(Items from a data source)

────────────────

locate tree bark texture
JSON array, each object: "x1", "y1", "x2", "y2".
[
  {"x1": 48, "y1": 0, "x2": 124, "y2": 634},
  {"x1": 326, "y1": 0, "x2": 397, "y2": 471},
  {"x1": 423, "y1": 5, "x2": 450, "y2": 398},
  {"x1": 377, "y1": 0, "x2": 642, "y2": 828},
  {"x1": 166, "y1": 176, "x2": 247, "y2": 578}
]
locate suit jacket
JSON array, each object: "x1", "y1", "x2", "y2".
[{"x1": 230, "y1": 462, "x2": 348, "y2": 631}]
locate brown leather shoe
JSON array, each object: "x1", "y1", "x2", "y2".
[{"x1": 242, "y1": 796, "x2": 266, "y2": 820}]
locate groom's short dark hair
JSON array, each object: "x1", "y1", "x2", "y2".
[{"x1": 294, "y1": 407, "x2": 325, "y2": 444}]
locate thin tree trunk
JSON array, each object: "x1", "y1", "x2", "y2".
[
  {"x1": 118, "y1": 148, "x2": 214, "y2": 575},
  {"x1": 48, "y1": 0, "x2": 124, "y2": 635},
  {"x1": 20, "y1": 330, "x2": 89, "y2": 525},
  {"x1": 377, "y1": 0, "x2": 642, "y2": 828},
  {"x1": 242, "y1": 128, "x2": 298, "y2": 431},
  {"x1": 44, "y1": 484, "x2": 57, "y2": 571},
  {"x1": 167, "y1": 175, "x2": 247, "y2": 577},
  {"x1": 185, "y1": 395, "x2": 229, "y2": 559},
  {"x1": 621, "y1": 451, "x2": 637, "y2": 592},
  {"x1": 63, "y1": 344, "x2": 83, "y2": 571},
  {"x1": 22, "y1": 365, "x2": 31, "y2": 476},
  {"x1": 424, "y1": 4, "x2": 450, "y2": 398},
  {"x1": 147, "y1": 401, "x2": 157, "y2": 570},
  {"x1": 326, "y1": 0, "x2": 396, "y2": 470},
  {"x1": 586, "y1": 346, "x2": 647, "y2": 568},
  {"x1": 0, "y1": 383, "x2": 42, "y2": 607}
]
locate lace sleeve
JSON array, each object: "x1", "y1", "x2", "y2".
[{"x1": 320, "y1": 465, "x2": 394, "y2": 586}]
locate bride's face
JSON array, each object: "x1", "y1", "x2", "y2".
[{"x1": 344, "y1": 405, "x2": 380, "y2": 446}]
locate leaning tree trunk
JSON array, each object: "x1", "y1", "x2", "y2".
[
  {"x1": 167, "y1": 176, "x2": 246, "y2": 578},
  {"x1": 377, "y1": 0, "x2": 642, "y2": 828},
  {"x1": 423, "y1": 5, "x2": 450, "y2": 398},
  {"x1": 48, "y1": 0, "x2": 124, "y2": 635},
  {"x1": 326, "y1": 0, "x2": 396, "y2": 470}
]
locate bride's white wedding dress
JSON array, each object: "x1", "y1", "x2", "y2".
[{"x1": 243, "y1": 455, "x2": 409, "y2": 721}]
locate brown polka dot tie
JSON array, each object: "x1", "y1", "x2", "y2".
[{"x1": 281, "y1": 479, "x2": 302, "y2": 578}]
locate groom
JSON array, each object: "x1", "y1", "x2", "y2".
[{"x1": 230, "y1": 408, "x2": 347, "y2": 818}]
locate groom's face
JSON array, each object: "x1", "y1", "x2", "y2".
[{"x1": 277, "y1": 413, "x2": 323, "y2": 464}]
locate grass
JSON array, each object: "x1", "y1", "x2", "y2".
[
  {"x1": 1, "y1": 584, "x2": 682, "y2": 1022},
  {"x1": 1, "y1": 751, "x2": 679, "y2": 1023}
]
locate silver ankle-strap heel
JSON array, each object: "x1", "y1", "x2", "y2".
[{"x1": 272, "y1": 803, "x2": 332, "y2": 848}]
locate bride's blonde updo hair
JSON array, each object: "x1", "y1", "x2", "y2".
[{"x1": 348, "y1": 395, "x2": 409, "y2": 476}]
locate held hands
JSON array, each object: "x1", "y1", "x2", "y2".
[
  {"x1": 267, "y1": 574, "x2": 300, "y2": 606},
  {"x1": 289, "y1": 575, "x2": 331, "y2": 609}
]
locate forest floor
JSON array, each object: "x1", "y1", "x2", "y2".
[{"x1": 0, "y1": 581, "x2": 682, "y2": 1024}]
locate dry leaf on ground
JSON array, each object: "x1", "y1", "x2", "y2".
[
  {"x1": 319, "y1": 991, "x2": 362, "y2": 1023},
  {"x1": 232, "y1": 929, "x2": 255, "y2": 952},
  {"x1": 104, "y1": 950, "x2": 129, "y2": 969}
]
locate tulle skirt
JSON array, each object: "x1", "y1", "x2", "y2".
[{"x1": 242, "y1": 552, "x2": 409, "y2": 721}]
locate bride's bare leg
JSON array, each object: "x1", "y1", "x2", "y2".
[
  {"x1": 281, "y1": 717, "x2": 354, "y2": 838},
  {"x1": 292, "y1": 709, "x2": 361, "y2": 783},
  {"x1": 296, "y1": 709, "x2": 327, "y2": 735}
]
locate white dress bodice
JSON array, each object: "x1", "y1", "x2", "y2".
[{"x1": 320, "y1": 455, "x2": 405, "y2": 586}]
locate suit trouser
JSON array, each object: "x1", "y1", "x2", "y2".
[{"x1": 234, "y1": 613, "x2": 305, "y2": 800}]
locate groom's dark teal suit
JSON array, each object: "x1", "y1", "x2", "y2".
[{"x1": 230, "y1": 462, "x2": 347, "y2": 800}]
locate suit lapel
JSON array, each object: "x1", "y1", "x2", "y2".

────────────────

WORK ITEM: Return the line that contains "locate bride's blonde updo hair", along with every line after it in the data above, exactly and with nothing else.

REPLY TO THE TASK:
locate bride's blonde updo hair
JSON array, each object: "x1", "y1", "x2", "y2".
[{"x1": 348, "y1": 395, "x2": 409, "y2": 476}]
locate held hands
JSON array, each object: "x1", "y1", "x2", "y2".
[
  {"x1": 267, "y1": 574, "x2": 300, "y2": 606},
  {"x1": 289, "y1": 575, "x2": 331, "y2": 609}
]
locate forest floor
JSON array, each object: "x1", "y1", "x2", "y2".
[{"x1": 0, "y1": 581, "x2": 682, "y2": 1024}]
locate dry leaf on ground
JSON array, each object: "x1", "y1", "x2", "y2".
[
  {"x1": 319, "y1": 991, "x2": 362, "y2": 1023},
  {"x1": 232, "y1": 929, "x2": 255, "y2": 952},
  {"x1": 104, "y1": 950, "x2": 129, "y2": 969}
]
locate tulle skirt
JSON array, each object: "x1", "y1", "x2", "y2".
[{"x1": 242, "y1": 552, "x2": 409, "y2": 721}]
locate bride's bare leg
JSON array, each object: "x1", "y1", "x2", "y2".
[
  {"x1": 281, "y1": 717, "x2": 354, "y2": 838},
  {"x1": 292, "y1": 709, "x2": 361, "y2": 783},
  {"x1": 296, "y1": 709, "x2": 327, "y2": 735}
]
locate white dress bodice
JSON array, each object: "x1", "y1", "x2", "y2".
[{"x1": 320, "y1": 455, "x2": 405, "y2": 586}]
locate suit trouser
JSON array, each object: "x1", "y1", "x2", "y2".
[{"x1": 234, "y1": 613, "x2": 305, "y2": 800}]
locate groom's dark teal suit
JSON array, each object: "x1", "y1", "x2", "y2".
[{"x1": 230, "y1": 462, "x2": 347, "y2": 800}]
locate suit lapel
JSON array, each object: "x1", "y1", "x2", "y2".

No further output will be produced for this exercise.